READING PASSAGE:
========

Carlafox: Towards reliable open-source 3D perception

Carlafox: Towards reliable open-source 3D perception

Vineet Suryan
April 05, 2023

Share this post:

Reading time:

Carlafox: Towards reliable open-source 3D perception

Overview

Key takeaways

Data Collection

Training 3D Perception Models on CARLA dataset

A closer look into SFA3D

Optimising with TensorRT

Testing

Outlook

Extracting precise 3D object information is one of the prime goals for comprehensive scene understanding. However, labeling errors are common in present open-source 3D perception datasets, which could have impactful consequences. To tackle this issue, we used Carlafox to automatically generate an error-free synthetic dataset for 3D perception.

Deep 3D object detectors may become confused during training due to the inherent ambiguity in ground-truth annotations of 3D bounding boxes brought on by occlusions, missing, or manual annotation errors, which lowers the detection accuracy. However, existing methods overlook such issues to some extent and treat the labels as deterministic. It is possible to create enormous datasets without cost by using a virtual simulation with known labels. According to research, using both simulated and real data helps AI models become more accurate. Our results show that simulated data can significantly reduce the amount of training on real data required to achieve satisfactory levels of accuracy.

Key Takeaways

Simulated data is becoming more crucial than ever in autonomous driving applications, both for testing pre-trained models and for developing new models.
It is imperative that the underlying dataset contains a variety of driving scenarios and that the simulated sensor readings closely resemble real-world sensors for the neural network models to generalize to real-world applications.
Carlafox is able to export high-quality, synchronized LIDAR and camera data with object annotations, and offers a configuration to accurately reflect a real-life sensor array.
Furthermore, we use the Carlafox tool to generate a dataset consisting of 10,000+ samples and use this dataset to train SFA3D, a fast open-source 3D object detection neural network.
For testing, we integrate the model back into Carlafox and visualize it against the ground truth data from the simulator.

Data Collection

Carlafox, a web-based CARLA visualizer, substantially demystifies the arduous task of synthetic dataset generation for 3D object detection. We use Carlafox to set up sensor configurations, create diverse weather conditions, and generate data from different maps in the KITTI format. One of the advantages of the dataset is that the open-source CARLA simulator was used to recreate the same LiDAR and camera configurations used to generate the original KITTI data.

The objective is to offer a challenging dataset to assess and enhance approaches in complicated vision tasks, such as 3D object detection. In total, the dataset has 12807 cars, 10252 pedestrians, and 11624 cyclists. The dataset contains 2D and 3D bounding box annotations of the classes: Car, Pedestrian, and Cyclist and contains both LIDAR and camera sensor data, as well as the generation of sensor calibration matrices.

Figure 1: 3D bounding boxes projected on LiDAR point cloud.

Figure 2: 2D & 3D bounding boxes with occlusion and unique id.

Training 3D Perception Models on CARLA dataset

Due to its numerous applications across various industries, including robotics and autonomous driving, 3D object detection has been gaining more attention from businesses and academia. LiDAR sensors are commonly used in robotics and autonomous vehicles to collect 3D scene data as sparse and erratic point clouds, which has shown to serve as helpful cues for 3D scene perception and comprehension.

========

DATA EXTRACT:
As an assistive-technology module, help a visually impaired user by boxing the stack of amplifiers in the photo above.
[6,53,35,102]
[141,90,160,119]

========

THE EXERCISE: In the Carlafox article, rewrite the passage that begins with "Deep 3D object" and ends with "levels of accuracy.", replacing "simulated" with "synthetic".

IN RESPONSE:
Deep 3D object detectors may become confused during training due to the inherent ambiguity in ground-truth annotations of 3D bounding boxes brought on by occlusions, missing, or manual annotation errors, which lowers the detection accuracy. However, existing methods overlook such issues to some extent and treat the labels as deterministic. It is possible to create enormous datasets without cost by using a virtual simulation with known labels. According to research, using both synthetic and real data helps AI models become more accurate. Our results show that synthetic data can significantly reduce the amount of training on real data required to achieve satisfactory levels of accuracy.